Directions for this task:
With every picture left out, restate the listing below exactly as written.

(Task input)

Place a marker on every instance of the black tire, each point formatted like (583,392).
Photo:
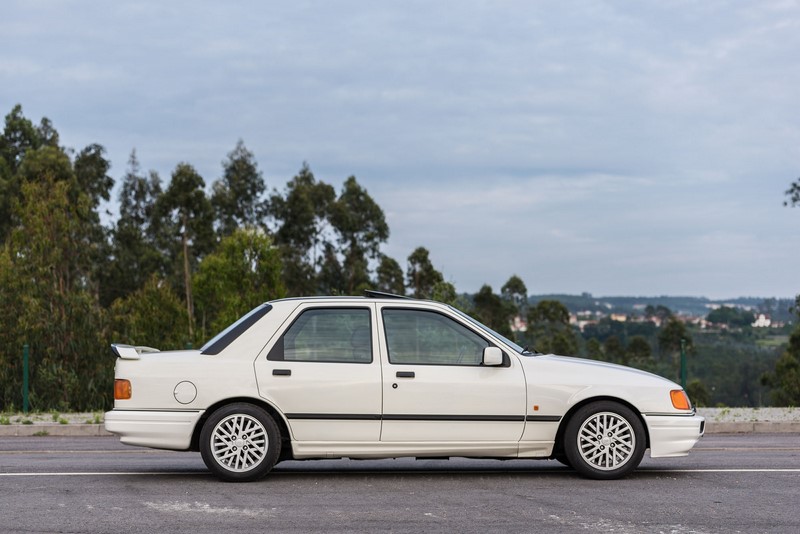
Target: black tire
(240,443)
(604,440)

(End Task input)

Exercise response:
Place a marker on every instance of the black tire, each point formatted like (583,392).
Photo:
Target: black tire
(240,443)
(604,440)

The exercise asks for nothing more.